### DATASET

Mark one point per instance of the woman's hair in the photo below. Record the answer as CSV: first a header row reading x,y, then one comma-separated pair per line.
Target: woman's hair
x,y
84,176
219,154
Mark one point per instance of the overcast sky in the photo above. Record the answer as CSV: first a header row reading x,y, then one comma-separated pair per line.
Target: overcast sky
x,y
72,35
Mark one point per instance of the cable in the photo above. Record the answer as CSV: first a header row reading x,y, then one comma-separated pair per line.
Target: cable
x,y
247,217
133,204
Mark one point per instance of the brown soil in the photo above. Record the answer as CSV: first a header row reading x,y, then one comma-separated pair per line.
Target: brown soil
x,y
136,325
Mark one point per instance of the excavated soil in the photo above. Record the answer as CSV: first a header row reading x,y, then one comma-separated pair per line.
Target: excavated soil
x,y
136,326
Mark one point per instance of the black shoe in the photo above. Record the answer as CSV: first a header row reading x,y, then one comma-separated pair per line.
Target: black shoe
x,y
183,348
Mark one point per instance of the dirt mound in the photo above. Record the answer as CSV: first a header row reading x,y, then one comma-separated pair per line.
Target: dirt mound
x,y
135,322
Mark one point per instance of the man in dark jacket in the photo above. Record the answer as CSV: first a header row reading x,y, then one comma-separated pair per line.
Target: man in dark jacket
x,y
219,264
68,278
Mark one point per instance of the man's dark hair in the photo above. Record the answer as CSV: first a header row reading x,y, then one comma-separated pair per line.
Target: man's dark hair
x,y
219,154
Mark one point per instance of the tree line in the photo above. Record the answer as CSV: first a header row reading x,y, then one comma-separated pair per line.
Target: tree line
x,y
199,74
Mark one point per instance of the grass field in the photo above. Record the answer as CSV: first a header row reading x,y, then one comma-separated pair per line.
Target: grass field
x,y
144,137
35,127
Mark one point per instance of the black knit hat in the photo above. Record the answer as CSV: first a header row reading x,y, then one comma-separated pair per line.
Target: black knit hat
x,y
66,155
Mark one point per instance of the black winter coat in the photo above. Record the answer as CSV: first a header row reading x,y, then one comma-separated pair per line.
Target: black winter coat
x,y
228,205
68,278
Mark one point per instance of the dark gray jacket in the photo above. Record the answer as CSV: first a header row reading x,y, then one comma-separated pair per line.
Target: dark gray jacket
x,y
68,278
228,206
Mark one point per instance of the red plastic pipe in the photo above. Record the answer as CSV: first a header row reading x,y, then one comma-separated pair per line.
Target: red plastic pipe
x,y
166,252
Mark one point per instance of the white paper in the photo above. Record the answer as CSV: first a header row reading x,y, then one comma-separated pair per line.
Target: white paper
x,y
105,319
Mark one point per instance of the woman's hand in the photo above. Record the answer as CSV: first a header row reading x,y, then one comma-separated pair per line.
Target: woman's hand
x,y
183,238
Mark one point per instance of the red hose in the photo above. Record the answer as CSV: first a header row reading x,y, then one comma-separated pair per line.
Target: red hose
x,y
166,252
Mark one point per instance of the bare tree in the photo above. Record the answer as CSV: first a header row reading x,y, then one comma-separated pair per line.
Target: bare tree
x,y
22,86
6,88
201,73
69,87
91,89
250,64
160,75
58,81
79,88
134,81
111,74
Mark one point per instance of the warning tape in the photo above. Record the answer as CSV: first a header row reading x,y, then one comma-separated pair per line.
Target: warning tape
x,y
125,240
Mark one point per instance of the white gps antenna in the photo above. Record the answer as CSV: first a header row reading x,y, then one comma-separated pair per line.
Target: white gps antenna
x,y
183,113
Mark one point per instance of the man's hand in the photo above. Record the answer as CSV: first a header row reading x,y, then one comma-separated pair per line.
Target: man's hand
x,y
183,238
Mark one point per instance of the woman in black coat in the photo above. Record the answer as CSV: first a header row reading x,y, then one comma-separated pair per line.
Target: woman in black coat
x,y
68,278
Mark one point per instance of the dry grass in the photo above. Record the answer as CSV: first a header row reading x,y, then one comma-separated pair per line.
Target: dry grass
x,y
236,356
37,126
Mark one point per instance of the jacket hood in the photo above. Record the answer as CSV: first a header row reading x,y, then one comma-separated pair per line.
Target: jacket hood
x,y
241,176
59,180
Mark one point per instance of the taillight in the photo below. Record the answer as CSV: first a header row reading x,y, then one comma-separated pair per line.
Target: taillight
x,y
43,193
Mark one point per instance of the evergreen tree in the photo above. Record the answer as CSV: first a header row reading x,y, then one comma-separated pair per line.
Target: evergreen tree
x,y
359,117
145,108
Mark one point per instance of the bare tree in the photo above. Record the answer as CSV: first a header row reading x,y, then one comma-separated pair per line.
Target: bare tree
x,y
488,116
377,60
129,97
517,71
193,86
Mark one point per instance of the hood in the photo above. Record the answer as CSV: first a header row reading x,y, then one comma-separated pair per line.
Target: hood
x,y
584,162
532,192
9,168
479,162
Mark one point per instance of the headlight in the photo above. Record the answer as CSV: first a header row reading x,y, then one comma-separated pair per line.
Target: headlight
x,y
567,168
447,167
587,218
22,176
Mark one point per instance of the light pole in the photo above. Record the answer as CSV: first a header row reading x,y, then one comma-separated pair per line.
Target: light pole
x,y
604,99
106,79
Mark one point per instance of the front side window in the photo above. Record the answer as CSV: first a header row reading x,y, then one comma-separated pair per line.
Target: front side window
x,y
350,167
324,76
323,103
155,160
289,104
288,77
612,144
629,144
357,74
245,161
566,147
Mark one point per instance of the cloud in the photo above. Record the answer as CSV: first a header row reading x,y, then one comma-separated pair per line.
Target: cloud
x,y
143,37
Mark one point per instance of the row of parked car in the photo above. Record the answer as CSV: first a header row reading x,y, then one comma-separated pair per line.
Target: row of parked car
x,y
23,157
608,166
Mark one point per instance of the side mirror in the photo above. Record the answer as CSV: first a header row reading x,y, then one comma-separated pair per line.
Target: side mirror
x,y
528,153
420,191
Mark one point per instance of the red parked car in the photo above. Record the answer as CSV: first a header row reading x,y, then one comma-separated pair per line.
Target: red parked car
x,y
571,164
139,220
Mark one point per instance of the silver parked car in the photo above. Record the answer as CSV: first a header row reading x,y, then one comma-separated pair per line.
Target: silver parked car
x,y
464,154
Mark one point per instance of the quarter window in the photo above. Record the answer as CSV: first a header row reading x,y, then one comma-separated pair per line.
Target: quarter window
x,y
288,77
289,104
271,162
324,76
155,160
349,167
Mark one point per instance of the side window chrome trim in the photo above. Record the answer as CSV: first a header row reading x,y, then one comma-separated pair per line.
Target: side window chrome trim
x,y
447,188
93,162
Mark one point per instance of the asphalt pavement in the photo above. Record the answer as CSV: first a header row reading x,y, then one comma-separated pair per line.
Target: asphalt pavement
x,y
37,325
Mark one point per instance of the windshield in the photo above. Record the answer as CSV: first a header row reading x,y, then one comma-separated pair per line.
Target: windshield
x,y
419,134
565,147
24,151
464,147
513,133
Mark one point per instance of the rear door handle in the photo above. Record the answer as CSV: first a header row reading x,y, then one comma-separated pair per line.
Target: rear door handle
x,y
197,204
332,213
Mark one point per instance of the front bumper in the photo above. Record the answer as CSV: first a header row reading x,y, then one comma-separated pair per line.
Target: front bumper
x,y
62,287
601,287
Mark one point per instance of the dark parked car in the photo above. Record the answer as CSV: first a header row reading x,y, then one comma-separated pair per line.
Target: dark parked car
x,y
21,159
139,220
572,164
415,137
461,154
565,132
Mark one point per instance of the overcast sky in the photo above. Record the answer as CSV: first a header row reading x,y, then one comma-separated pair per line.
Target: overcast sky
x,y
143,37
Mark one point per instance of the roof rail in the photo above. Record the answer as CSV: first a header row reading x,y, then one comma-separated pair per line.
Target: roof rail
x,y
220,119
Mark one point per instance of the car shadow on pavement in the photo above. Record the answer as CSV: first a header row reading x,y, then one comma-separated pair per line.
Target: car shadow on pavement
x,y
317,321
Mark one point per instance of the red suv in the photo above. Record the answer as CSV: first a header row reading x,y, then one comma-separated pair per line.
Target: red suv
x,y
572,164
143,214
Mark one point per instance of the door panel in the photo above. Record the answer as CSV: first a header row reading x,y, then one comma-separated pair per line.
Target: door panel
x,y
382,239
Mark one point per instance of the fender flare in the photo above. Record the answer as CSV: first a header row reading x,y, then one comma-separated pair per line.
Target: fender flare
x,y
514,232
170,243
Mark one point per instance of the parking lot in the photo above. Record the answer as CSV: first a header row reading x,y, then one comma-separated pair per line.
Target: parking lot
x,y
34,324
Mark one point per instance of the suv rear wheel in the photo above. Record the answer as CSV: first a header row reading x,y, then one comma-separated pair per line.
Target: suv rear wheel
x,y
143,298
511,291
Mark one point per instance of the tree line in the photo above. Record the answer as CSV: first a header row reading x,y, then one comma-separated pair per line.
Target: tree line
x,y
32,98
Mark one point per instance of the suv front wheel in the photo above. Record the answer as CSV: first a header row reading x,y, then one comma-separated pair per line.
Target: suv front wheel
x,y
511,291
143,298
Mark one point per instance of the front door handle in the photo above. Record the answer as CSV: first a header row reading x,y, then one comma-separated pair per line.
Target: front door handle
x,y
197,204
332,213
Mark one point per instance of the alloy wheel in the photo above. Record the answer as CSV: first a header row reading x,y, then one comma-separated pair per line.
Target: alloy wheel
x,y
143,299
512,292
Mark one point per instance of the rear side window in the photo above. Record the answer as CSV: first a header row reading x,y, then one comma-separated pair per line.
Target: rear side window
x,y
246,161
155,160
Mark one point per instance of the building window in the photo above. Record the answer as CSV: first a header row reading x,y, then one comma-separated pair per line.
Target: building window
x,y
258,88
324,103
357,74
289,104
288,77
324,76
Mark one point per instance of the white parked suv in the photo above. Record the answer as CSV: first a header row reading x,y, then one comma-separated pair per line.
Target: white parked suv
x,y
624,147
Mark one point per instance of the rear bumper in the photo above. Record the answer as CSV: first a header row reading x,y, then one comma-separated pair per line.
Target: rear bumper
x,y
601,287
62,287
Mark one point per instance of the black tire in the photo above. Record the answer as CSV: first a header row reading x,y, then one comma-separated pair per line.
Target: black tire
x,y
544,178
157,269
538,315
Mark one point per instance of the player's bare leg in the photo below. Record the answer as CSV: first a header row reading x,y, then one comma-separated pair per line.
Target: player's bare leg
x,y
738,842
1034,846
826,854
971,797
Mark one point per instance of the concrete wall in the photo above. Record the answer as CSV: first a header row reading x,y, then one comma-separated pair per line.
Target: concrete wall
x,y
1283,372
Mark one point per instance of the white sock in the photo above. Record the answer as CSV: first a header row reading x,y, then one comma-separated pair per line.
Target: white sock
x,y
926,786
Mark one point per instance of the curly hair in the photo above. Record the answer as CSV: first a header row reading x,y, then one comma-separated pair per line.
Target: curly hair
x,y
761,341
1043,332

### EXERCISE DESCRIPTION
Copy the lines above exactly, starting with the line that contains "Mark one point per instance of the curly" and continuing through the last of the lines, both ends included.

### COMPLETE ANSWER
Mark one point per instance of the curly hair in the photo above. Record the answer as CSV: first a header row reading x,y, then one comma-separated pair per line.
Target: curly hair
x,y
761,341
1043,332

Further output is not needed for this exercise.